Re: Resolving TextTrackCue issues from Eric Carlson on 2013-09-05 (public-html@w3.org from September 2013)

From: Eric Carlson <eric.carlson@apple.com>
Date: Thu, 05 Sep 2013 09:08:15 -0700
To: Silvia Pfeiffer <silviapfeiffer1@gmail.com>
Cc: Jer Noble <jer.noble@apple.com>, Glenn Adams <glenn@skynav.com>, Philip Jägenstedt <philipj@opera.com>, public-html <public-html@w3.org>, Ian Hickson <ian@hixie.ch>, Bob Lund <B.Lund@cablelabs.com>
Message-id: <1C4AC128-56C9-42EC-BDF4-B9FAC0E13FF9@apple.com>

On Sep 5, 2013, at 7:39 AM, Silvia Pfeiffer <silviapfeiffer1@gmail.com> wrote:

> On Thu, Sep 5, 2013 at 2:56 AM, Eric Carlson <eric.carlson@apple.com> wrote:
>> 
>> On Sep 3, 2013, at 11:48 PM, Silvia Pfeiffer <silviapfeiffer1@gmail.com> wrote:
>> 
>>> On Wed, Sep 4, 2013 at 2:14 PM, Eric Carlson <eric.carlson@apple.com> wrote:
>>>> 
>>>> On Sep 3, 2013, at 5:16 PM, Silvia Pfeiffer <silviapfeiffer1@gmail.com> wrote:
>>>> 
>>>>> What is the content in .text ?

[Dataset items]
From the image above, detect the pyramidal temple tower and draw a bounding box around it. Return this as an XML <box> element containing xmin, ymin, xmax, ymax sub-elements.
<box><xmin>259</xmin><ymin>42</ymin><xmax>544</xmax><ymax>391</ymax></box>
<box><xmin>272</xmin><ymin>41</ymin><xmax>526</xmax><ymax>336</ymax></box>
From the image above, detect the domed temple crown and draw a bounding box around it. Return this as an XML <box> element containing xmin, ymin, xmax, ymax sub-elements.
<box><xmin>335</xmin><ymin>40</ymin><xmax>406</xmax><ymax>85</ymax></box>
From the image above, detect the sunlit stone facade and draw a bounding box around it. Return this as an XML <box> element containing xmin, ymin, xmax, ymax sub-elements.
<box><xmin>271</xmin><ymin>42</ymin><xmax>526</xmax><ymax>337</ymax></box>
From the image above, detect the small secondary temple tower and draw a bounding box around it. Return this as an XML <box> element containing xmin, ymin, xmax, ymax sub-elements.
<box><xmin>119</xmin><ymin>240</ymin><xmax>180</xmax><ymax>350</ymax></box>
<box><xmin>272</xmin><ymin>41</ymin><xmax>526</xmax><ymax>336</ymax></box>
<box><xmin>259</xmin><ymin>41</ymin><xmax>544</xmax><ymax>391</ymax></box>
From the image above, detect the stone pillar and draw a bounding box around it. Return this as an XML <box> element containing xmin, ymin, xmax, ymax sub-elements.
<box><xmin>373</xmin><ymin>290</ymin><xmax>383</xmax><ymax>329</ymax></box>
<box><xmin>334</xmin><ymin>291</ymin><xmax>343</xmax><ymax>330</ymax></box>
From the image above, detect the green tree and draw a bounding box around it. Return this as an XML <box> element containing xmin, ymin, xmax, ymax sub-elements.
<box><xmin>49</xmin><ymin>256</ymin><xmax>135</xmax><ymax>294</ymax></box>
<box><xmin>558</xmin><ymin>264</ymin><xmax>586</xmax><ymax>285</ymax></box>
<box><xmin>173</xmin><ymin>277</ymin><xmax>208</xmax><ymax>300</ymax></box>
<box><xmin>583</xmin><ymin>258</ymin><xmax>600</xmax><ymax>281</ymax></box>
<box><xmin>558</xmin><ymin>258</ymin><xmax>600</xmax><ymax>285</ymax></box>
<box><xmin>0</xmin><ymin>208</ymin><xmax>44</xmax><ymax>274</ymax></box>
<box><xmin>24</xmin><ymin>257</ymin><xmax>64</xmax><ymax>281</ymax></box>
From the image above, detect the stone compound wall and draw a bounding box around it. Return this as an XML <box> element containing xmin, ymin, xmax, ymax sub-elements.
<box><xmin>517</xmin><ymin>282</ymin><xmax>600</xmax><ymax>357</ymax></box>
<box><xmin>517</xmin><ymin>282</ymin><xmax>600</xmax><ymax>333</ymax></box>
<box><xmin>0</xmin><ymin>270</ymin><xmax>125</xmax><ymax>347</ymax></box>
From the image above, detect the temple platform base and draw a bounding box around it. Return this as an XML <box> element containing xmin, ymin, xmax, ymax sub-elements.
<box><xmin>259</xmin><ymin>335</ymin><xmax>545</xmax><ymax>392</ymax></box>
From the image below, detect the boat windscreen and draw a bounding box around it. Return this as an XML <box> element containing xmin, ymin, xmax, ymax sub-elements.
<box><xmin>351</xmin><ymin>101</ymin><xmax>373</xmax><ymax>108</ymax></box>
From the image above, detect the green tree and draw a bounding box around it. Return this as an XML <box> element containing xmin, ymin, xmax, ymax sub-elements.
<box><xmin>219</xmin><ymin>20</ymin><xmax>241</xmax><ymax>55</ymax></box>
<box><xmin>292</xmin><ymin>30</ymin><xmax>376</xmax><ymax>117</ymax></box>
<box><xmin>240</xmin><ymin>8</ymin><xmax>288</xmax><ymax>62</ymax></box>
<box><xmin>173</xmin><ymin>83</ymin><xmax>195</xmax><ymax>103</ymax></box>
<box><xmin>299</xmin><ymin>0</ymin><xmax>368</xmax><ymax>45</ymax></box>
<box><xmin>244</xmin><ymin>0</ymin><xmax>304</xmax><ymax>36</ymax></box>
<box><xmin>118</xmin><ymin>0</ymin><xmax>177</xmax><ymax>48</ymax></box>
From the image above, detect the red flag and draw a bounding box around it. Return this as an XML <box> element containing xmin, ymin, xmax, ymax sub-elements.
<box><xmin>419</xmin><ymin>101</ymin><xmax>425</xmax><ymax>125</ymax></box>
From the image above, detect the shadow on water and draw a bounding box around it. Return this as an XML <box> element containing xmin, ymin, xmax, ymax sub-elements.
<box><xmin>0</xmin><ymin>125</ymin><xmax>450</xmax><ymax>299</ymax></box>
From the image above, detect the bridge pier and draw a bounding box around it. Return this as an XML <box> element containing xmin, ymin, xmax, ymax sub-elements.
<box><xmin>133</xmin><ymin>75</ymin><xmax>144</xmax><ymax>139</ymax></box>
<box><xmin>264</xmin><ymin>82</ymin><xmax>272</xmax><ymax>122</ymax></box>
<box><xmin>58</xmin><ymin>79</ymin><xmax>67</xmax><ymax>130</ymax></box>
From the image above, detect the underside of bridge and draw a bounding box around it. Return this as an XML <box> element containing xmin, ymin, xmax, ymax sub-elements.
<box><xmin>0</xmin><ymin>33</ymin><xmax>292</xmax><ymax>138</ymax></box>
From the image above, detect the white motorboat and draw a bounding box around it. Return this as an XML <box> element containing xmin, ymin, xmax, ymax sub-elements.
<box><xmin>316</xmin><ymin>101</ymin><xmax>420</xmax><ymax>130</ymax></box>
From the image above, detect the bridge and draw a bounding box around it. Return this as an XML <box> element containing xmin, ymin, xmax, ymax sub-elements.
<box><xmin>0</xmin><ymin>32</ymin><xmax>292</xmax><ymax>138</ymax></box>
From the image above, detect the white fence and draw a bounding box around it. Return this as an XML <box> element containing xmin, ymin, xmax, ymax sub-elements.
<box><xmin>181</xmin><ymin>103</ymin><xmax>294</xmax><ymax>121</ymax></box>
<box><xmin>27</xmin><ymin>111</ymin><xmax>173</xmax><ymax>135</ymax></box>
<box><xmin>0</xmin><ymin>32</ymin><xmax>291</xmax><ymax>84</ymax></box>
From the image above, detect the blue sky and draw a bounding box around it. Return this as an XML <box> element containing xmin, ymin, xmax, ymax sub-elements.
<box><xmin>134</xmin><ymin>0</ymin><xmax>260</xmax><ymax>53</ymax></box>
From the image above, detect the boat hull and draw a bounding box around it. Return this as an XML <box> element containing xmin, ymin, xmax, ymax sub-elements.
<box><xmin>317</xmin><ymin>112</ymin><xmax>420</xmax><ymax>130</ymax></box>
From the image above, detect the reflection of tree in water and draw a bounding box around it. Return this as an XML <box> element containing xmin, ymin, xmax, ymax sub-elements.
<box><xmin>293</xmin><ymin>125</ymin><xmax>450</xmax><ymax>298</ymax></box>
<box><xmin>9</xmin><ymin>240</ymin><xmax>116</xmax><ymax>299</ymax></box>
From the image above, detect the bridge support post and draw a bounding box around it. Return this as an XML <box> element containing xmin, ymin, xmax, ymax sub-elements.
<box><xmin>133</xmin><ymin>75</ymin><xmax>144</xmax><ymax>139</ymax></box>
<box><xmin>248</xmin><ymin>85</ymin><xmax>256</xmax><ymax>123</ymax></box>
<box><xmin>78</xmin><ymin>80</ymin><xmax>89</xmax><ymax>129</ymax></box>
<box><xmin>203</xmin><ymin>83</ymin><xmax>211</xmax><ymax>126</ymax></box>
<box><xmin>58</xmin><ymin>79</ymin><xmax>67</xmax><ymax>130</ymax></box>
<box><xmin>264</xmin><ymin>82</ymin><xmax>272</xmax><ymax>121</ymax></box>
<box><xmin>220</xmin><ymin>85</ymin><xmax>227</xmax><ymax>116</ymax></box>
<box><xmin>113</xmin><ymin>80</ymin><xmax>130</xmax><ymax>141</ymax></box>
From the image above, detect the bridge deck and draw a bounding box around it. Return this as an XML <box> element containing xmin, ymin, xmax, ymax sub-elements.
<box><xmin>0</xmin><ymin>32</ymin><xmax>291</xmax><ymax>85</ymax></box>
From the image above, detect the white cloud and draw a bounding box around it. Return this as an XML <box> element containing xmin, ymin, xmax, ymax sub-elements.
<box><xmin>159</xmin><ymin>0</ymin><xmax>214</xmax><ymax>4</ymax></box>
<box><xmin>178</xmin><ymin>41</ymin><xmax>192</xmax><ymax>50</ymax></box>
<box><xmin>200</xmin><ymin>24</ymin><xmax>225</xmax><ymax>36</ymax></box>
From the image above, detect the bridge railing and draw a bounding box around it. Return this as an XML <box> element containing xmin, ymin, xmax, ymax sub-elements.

* Given request 1
Reproduce the portion of the TextTrackCue email thread between "On Sep 5, 2013, at" and "content in .text ?", inclusive.
* Given request 2
Write the next part of the email thread on TextTrackCue issues, starting right after its last line.
The listing has no role in any of this.

* Answer 1
On Sep 5, 2013, at 7:39 AM, Silvia Pfeiffer <silviapfeiffer1@gmail.com> wrote:

> On Thu, Sep 5, 2013 at 2:56 AM, Eric Carlson <eric.carlson@apple.com> wrote:
>> 
>> On Sep 3, 2013, at 11:48 PM, Silvia Pfeiffer <silviapfeiffer1@gmail.com> wrote:
>> 
>>> On Wed, Sep 4, 2013 at 2:14 PM, Eric Carlson <eric.carlson@apple.com> wrote:
>>>> 
>>>> On Sep 3, 2013, at 5:16 PM, Silvia Pfeiffer <silviapfeiffer1@gmail.com> wrote:
>>>> 
>>>>> What is the content in .text ?

* Answer 2
>>>>> 
>>>> The cue text.
>>> 
>>> Just to clarify: Is that a plain text version of the original cue
>>> content? For example, for CEA608 content from a SCC file it would just
>>> be the plain text of the cue stripped of all the other characters? Or
>>> in the case of SRT, all tags are stripped and just the plain text is
>>> exposed?
>>> 
>> 
>>> If you do that, then we're just pretending the in-band text track was
>>> actually WebVTT content.
>>> 
>>  AVFoundation converts the in-band cue data (CEA608, QTText, 3GPP timed text, etc) to plain text, which sometimes has position and style information. WebKit converts that to WebVTT.
>> 
>>  This is "pretending" the in-band data is WebVTT, but does that matter? I think this is actually an advantage, both because it makes our implementation simpler and because it makes it simpler for developers.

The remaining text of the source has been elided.